▶ Problem
Which lines of the data include the string "grass"? List them all.
Excerpted records section start
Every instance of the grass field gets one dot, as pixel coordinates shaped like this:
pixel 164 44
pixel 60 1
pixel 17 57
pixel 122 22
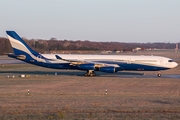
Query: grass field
Excerpted records section end
▶ Expected answer
Every instance of the grass field gets one dot, as pixel coordinates shaped like this:
Query: grass field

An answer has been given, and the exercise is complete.